## [RECORDS]

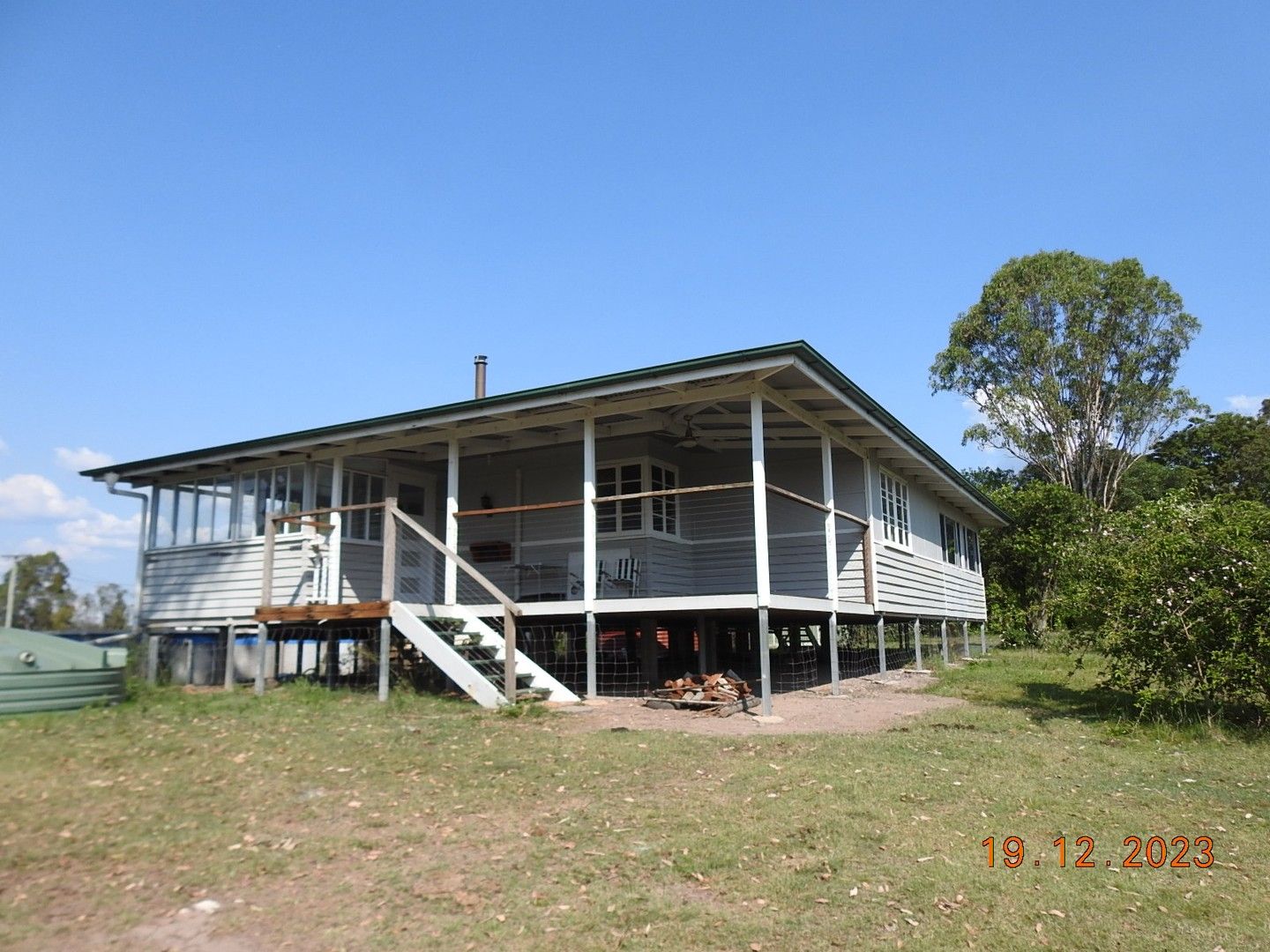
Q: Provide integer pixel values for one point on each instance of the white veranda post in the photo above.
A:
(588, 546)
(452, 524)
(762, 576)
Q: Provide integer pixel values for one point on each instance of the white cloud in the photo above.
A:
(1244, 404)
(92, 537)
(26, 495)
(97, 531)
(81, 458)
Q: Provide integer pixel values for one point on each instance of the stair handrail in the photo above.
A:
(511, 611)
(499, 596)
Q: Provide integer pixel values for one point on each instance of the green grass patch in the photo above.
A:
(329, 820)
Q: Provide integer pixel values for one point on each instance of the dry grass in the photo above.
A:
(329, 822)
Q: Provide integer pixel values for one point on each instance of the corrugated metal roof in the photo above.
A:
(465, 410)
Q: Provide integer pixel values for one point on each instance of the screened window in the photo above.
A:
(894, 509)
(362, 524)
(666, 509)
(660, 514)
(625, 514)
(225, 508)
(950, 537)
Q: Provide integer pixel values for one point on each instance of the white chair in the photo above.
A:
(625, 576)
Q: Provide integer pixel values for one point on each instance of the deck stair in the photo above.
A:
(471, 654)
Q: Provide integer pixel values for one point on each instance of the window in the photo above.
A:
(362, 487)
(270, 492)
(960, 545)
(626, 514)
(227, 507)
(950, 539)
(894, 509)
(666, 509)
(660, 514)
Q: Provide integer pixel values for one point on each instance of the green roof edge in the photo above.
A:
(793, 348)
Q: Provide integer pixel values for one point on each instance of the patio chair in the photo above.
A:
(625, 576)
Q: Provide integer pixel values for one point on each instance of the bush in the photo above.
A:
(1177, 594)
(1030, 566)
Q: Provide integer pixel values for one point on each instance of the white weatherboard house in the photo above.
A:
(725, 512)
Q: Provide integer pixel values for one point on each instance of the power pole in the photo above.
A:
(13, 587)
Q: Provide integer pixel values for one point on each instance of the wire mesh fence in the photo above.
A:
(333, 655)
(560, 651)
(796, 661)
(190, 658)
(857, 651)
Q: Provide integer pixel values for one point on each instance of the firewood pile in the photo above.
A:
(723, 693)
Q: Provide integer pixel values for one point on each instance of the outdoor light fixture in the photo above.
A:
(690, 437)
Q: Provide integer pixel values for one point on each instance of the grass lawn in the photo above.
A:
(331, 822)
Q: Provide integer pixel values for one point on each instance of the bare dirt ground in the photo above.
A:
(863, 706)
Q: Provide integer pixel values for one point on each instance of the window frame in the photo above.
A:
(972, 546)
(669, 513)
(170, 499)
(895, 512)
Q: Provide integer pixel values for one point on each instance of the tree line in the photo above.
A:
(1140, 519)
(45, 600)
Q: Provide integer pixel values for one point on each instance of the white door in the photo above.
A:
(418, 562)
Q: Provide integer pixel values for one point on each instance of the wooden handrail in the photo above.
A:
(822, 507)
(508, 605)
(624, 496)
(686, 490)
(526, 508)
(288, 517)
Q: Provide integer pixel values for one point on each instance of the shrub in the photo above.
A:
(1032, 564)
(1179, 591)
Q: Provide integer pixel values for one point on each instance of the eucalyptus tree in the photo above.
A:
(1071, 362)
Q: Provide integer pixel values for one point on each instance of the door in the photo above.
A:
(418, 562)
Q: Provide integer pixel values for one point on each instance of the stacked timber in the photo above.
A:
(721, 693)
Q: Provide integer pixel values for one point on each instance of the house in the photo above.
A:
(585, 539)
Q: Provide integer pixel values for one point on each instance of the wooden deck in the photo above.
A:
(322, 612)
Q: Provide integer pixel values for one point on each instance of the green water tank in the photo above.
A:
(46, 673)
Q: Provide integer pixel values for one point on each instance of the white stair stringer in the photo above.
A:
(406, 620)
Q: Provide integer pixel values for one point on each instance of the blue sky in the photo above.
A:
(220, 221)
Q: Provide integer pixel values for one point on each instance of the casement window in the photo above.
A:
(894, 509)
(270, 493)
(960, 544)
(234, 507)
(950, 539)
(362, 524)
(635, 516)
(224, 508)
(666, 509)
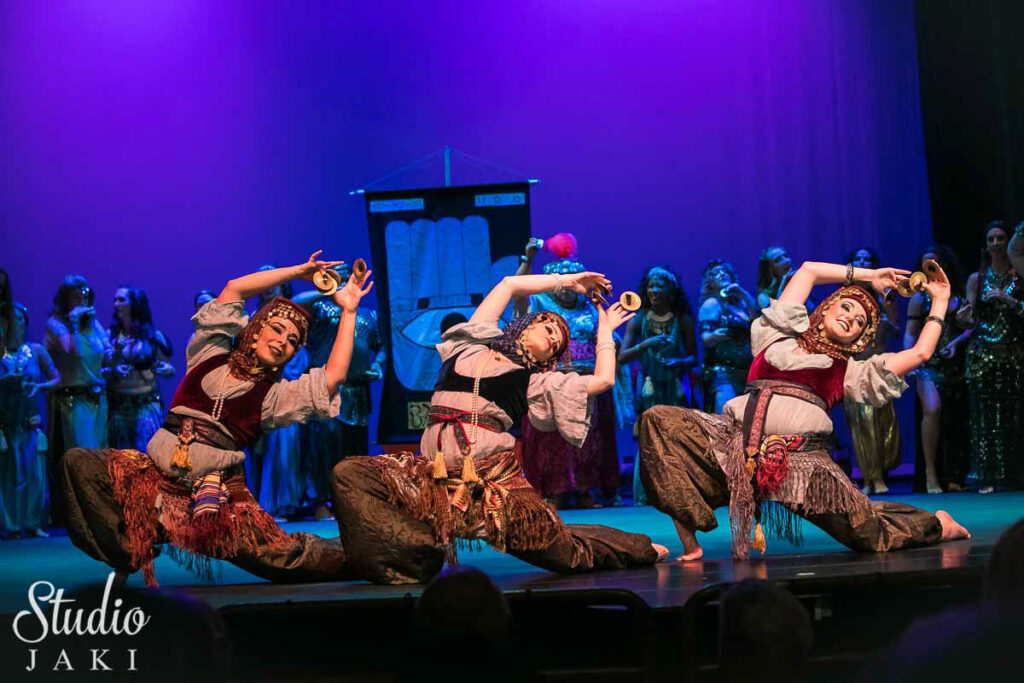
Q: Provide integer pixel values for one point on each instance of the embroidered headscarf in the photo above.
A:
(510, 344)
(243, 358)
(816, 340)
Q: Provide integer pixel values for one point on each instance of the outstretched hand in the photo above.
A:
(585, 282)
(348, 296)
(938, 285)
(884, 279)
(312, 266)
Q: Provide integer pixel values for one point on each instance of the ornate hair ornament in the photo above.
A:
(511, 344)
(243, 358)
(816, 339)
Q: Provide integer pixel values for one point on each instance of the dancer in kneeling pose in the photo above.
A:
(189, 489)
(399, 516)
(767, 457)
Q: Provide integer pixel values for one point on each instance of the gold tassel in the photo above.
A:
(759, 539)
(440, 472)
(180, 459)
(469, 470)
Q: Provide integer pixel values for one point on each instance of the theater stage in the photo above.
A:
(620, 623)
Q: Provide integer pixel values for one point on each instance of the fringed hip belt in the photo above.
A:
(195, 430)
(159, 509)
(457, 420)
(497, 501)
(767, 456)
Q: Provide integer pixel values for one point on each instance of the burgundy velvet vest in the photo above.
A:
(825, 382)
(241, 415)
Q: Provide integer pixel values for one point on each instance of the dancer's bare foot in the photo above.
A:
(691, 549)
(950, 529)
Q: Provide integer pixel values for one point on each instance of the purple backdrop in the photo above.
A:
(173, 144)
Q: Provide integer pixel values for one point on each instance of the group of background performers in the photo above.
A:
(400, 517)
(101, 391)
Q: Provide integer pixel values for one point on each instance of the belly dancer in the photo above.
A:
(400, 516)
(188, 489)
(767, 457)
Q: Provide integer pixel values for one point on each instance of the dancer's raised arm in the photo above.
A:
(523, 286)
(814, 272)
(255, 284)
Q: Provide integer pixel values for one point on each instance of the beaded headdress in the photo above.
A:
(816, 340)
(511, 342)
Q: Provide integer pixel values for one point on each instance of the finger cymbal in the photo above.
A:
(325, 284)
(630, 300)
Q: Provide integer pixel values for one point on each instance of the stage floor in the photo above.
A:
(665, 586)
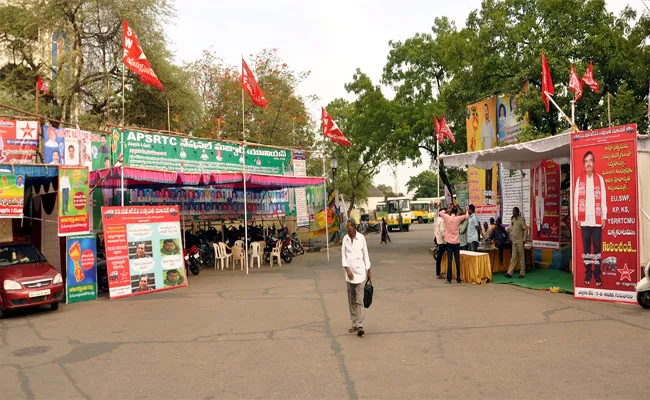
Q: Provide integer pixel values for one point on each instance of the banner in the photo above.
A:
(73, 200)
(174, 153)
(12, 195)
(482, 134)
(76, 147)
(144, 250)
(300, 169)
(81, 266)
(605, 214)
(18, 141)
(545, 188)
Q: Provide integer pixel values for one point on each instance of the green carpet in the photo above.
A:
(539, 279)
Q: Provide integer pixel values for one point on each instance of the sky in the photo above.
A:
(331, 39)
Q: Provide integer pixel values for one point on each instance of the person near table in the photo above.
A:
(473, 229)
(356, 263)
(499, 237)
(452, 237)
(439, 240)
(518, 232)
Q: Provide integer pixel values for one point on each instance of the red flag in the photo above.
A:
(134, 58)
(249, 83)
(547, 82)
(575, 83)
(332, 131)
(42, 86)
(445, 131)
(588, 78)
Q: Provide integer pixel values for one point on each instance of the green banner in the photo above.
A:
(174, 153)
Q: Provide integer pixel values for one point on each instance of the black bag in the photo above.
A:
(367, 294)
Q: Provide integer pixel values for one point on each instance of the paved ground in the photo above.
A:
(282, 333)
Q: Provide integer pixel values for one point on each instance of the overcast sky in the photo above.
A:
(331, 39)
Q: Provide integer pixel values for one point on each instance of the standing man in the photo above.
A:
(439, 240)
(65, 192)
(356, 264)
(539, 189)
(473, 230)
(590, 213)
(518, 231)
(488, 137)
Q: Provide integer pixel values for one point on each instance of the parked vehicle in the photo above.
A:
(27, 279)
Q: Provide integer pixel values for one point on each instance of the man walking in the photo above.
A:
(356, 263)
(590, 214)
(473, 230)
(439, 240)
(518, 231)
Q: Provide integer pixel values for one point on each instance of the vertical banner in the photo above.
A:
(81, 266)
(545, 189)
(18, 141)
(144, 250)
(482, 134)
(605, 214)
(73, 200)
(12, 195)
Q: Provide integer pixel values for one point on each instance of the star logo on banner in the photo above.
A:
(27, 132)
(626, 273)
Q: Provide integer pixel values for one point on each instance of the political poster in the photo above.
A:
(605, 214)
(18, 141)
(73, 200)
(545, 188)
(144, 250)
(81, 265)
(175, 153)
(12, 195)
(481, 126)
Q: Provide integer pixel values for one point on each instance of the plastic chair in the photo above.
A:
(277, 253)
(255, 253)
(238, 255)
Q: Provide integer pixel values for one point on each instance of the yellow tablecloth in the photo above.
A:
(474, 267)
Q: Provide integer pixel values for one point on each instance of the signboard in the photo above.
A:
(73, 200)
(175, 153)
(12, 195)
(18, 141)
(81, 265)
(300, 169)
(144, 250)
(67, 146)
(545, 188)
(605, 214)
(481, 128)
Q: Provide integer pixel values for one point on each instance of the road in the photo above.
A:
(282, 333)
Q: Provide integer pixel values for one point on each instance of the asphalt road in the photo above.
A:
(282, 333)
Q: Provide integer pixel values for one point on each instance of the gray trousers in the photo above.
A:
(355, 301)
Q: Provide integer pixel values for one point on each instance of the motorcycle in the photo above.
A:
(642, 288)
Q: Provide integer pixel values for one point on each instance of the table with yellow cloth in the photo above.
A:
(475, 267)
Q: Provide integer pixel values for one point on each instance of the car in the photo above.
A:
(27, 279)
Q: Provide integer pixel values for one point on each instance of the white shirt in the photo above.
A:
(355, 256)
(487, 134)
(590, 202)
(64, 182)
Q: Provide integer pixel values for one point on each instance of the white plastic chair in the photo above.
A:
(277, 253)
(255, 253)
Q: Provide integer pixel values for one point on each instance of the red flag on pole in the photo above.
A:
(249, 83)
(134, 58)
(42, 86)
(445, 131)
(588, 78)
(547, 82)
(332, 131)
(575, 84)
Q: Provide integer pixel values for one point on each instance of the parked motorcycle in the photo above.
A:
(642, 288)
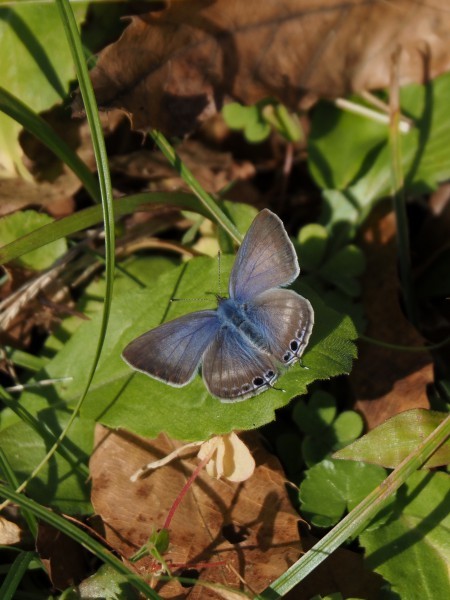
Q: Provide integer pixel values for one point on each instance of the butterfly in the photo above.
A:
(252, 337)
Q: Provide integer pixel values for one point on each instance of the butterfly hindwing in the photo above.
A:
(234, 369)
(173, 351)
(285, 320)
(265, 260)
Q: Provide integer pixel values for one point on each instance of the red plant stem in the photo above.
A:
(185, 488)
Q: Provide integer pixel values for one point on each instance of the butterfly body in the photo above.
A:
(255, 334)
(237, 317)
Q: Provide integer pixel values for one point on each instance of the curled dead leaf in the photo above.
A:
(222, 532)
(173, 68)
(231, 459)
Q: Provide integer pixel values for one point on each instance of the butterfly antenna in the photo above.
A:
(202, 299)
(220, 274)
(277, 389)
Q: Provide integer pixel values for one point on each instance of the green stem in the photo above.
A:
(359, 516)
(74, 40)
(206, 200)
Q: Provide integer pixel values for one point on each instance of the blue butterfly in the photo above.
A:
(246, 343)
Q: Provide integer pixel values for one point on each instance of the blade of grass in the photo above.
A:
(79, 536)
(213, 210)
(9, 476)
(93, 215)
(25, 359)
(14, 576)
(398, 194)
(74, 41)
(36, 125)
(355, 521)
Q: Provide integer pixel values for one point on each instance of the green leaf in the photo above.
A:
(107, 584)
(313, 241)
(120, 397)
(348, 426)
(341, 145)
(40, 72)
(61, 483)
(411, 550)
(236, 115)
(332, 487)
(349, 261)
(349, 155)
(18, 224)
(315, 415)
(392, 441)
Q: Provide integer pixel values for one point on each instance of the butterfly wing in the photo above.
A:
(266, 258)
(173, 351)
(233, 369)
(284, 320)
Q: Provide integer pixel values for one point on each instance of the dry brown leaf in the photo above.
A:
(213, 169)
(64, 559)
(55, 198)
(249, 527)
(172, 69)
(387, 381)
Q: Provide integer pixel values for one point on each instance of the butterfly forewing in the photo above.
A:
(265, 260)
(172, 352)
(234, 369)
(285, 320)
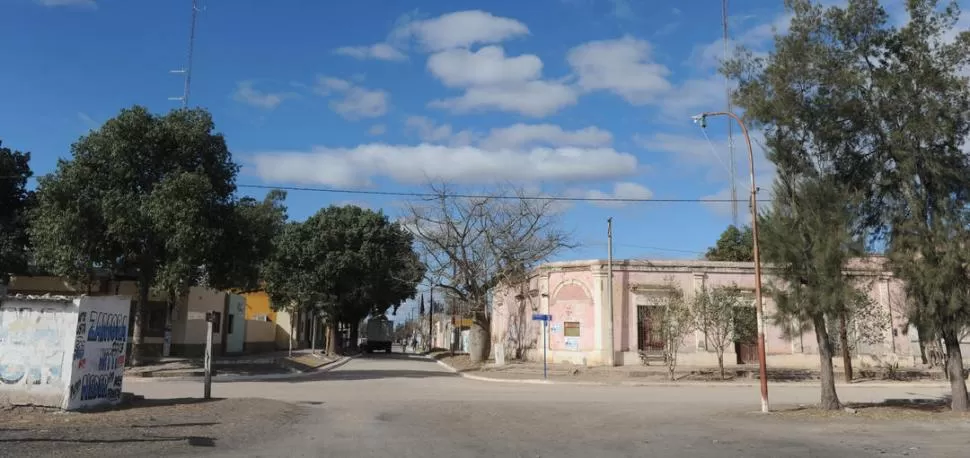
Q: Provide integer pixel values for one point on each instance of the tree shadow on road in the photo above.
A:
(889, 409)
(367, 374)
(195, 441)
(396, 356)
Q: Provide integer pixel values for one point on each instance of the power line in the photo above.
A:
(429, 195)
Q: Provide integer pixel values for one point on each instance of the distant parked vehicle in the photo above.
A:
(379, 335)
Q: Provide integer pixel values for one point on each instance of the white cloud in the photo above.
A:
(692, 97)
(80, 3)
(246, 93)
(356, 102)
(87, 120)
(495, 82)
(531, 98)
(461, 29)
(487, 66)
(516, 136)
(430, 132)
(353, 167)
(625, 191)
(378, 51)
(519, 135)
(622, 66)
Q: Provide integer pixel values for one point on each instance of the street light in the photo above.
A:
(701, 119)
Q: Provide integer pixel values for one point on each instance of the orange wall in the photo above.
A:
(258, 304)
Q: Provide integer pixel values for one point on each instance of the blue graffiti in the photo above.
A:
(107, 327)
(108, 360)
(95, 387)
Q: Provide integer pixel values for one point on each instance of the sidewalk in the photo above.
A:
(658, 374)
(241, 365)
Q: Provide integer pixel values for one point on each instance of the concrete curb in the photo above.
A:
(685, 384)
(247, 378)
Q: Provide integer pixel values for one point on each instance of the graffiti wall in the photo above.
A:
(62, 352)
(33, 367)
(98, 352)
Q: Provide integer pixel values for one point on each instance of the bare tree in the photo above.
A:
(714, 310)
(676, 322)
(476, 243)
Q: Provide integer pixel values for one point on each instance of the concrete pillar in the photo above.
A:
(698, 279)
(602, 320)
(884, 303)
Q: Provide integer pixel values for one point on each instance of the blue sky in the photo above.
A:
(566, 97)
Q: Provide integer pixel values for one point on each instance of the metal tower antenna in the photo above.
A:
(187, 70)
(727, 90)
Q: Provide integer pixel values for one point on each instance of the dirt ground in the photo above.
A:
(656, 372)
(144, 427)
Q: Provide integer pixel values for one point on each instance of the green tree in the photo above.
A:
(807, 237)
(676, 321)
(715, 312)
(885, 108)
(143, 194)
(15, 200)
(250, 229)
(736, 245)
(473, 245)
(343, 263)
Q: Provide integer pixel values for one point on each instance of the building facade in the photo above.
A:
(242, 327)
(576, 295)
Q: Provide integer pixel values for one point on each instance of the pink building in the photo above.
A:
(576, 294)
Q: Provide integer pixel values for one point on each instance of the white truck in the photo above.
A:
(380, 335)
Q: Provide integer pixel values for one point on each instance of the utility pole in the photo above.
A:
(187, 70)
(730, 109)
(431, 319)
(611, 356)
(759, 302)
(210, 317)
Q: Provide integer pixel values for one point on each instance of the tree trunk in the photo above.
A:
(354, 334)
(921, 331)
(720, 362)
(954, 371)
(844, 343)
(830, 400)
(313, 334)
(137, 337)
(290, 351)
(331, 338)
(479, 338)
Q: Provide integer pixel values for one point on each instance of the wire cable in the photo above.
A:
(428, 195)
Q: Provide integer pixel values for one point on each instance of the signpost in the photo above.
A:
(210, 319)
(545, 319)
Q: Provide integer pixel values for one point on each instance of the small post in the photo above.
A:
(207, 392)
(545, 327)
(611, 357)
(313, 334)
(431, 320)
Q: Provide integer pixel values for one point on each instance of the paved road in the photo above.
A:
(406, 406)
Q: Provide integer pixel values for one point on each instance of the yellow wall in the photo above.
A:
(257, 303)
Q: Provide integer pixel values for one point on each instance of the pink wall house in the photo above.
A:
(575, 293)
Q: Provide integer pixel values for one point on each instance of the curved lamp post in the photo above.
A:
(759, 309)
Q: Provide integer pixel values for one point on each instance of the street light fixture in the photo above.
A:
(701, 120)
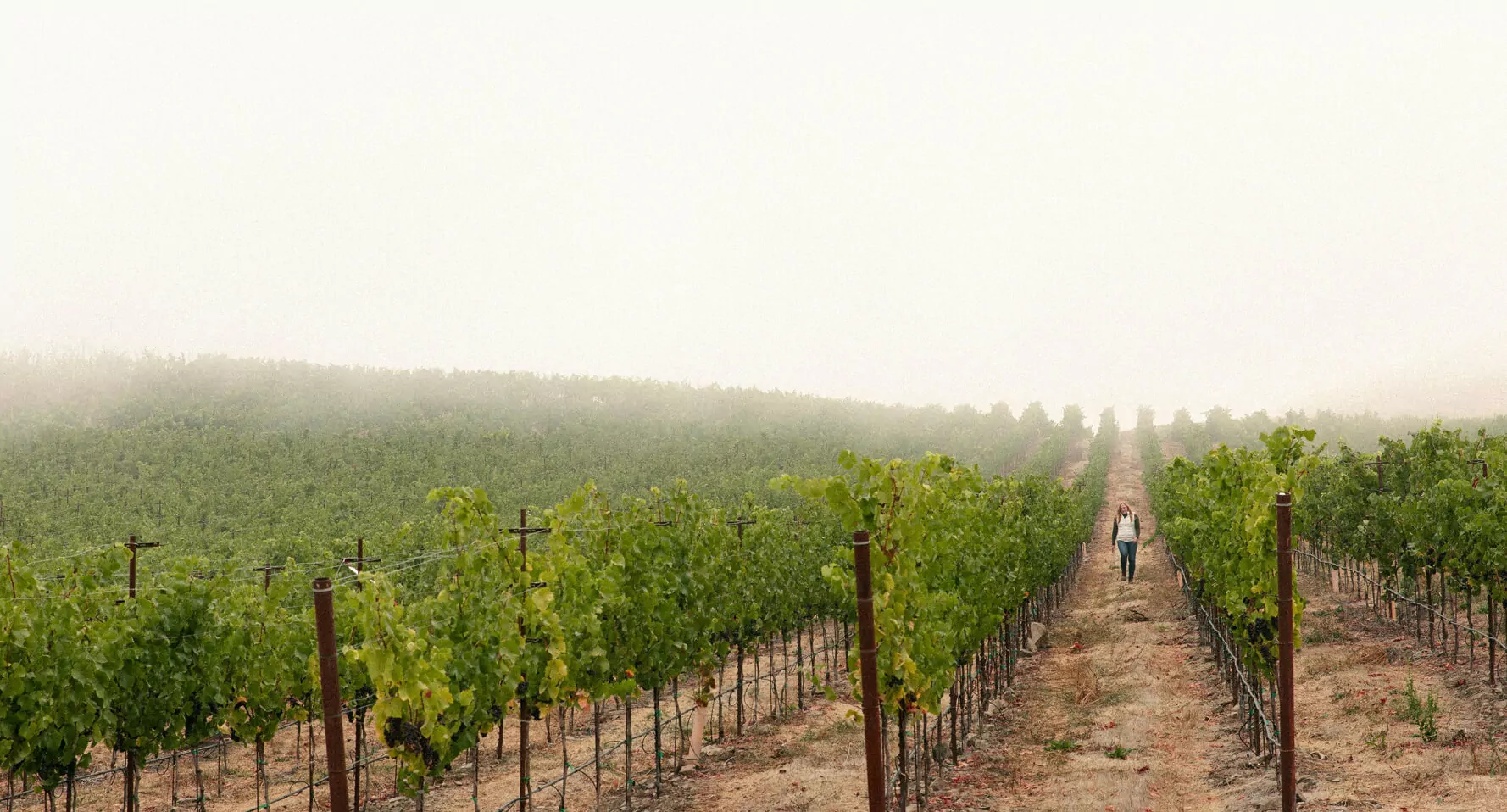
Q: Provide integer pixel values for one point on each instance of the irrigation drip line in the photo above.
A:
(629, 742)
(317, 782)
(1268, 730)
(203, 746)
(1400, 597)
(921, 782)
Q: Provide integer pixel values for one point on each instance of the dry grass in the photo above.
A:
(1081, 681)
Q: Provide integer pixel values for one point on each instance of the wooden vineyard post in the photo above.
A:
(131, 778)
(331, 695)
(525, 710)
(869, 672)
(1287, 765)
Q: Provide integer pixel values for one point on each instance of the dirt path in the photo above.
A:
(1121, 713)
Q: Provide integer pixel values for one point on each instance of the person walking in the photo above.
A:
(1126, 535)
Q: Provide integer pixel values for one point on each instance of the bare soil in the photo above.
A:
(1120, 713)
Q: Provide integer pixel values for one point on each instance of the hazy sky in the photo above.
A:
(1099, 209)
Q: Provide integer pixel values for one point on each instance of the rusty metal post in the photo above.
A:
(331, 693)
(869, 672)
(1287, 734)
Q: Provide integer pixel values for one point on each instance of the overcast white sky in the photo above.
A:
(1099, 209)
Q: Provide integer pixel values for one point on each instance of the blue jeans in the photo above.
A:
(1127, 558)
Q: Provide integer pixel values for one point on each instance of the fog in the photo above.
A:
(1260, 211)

## [EXERCISE TASK]
Copy out the data word for word, from the line containing "person walking in the photo above." down to the line containing "(1120, 713)", both lines included.

## [TASK SOLUTION]
Q: Provide integer pixel values for one point on each instance of the person walking in the photo above.
A:
(1126, 535)
Q: Provide integer pixel values for one point on each instance of the bare soil in the photo above.
A:
(1120, 713)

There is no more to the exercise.